### Saved entries
——
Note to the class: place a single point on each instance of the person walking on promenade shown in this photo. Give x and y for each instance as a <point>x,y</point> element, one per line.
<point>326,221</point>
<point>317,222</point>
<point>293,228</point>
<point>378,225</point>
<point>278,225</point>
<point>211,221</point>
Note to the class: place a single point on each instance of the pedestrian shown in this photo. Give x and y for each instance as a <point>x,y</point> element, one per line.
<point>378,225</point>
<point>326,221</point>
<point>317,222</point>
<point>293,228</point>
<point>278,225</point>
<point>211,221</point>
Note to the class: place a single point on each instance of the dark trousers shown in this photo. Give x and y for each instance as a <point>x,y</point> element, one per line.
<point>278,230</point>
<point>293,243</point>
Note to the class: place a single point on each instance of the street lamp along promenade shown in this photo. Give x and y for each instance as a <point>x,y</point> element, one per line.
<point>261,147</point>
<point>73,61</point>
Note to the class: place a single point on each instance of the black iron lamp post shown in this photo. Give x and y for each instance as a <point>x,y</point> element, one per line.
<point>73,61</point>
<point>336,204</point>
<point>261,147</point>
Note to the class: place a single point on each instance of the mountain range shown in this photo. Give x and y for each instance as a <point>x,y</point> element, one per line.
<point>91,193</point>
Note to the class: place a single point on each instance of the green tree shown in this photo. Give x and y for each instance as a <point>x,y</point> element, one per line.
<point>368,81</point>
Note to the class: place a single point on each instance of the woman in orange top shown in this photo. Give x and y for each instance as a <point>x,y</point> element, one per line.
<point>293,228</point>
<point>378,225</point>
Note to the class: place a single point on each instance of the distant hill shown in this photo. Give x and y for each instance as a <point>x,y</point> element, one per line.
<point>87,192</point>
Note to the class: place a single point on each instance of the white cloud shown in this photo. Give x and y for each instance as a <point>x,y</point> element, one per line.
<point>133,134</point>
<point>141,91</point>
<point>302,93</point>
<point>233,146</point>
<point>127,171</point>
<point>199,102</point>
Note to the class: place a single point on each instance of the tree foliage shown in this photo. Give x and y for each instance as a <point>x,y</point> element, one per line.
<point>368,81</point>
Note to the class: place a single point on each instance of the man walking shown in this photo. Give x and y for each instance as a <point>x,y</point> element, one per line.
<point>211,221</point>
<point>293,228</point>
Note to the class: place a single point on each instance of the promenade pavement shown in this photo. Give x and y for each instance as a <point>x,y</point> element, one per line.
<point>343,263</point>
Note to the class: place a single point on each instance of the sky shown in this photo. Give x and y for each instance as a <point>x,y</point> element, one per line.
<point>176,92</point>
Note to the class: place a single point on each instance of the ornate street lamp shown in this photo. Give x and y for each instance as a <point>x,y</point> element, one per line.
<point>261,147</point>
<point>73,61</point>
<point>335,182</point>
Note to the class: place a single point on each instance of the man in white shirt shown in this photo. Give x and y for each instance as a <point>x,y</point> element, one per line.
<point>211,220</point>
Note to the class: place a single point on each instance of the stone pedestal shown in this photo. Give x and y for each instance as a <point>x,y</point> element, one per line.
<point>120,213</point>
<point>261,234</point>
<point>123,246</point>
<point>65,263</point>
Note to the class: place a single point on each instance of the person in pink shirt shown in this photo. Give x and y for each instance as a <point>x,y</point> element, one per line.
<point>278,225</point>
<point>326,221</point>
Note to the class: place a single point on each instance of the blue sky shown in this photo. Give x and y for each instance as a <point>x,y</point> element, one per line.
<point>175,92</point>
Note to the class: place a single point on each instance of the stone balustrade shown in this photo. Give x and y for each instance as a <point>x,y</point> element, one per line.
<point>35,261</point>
——
Would you print all of the records exactly as they were given?

Note to the class: place a single point on each instance of the person walking on promenade shown in this photo. Give x and y for each instance as a <point>x,y</point> element, one per line.
<point>326,221</point>
<point>317,222</point>
<point>293,228</point>
<point>378,225</point>
<point>278,225</point>
<point>211,221</point>
Note to the class: place a single point on each instance of the pedestrian shown in this photo. Give x and y for each instance as a <point>x,y</point> element, one per line.
<point>378,225</point>
<point>326,221</point>
<point>317,222</point>
<point>293,228</point>
<point>278,225</point>
<point>211,221</point>
Note to the class: place a single point on each instance of the dark trousers shown in this photo. Give x and y for each instance as a <point>x,y</point> element, one per line.
<point>278,230</point>
<point>293,243</point>
Note to the class: place a single point on each instance of the street lamp along promenade shown in this photo. Give x and y for each instance as a <point>x,y</point> element, one per line.
<point>261,147</point>
<point>73,61</point>
Note to the class: place a single point on each instance of the black iron lamp post shown in this photo. Give x and y for each instance as a <point>x,y</point> element, one per line.
<point>73,61</point>
<point>336,204</point>
<point>261,147</point>
Note to the class: place a single point on each instance of the mountain range shown in this photo. Give x and y for each instance as a <point>x,y</point> element, one per line.
<point>91,193</point>
Note to the class: place a single point on each instance of the green tree shown in this photo. Give x and y for each instance as a <point>x,y</point> element, one per line.
<point>368,81</point>
Note to the class: place a single point on each instance of the woman in orange top shown in this photo. Give x and y for each instance as a <point>x,y</point> element, one per line.
<point>293,228</point>
<point>378,225</point>
Note to the class: place a single point on each instance of the distant hill shown in this photo. Give x and y for each instance as a <point>x,y</point> element, one per line.
<point>87,192</point>
Note to the class: place a single point on each instance of the white cloud shown in this photo. Give x and y for each instance as a <point>x,y</point> element, one per line.
<point>133,134</point>
<point>141,91</point>
<point>302,93</point>
<point>233,146</point>
<point>127,171</point>
<point>199,102</point>
Note to the class: place a single point on each instance of the tree foliage shown in this photo. Give x and y for each instance as a <point>x,y</point> element, one per line.
<point>368,81</point>
Note to the class: place a single point on each instance of the man walking shown in this photo. Give x and y for each instance as a <point>x,y</point> element, one per line.
<point>211,221</point>
<point>293,228</point>
Note to the class: place a single point on each instance of the promenade pavement shown in this photo. Give x and y for each instance as a <point>x,y</point> element, one per line.
<point>343,263</point>
Note to the class: place a single point on each instance of the sky shown in this photo. Give x and y for each instance as a <point>x,y</point> element, one per line.
<point>176,92</point>
Note to the class: place a single point on each instance of the ornate street lamp shown in this photo. Give x and y for each instance as a <point>x,y</point> element, one per line.
<point>261,147</point>
<point>73,61</point>
<point>335,182</point>
Note to the class: place a single point on each instance of the man in white shirt shown in this photo. Give x and y for each instance as a <point>x,y</point> element, one per line.
<point>211,220</point>
Note to the class: place a single point on each instance of the stone pedestal shown in this photo. Give x and y for each instance as a <point>x,y</point> element, one per line.
<point>120,213</point>
<point>261,234</point>
<point>123,246</point>
<point>65,263</point>
Note to the class: place a single point on each instance of the person in pink shirt shown in this photo. Give x and y for each instance as a <point>x,y</point> element, one per line.
<point>278,225</point>
<point>326,221</point>
Note to the class: place a single point on each instance of the blue sky shown in this photo. Give x and y for each instance as a <point>x,y</point> element, one per line.
<point>175,92</point>
Note to the class: place a single point on each instance of the stone balustrade shown in this photo. Give x and y for each instance as a <point>x,y</point> element, one per line.
<point>35,261</point>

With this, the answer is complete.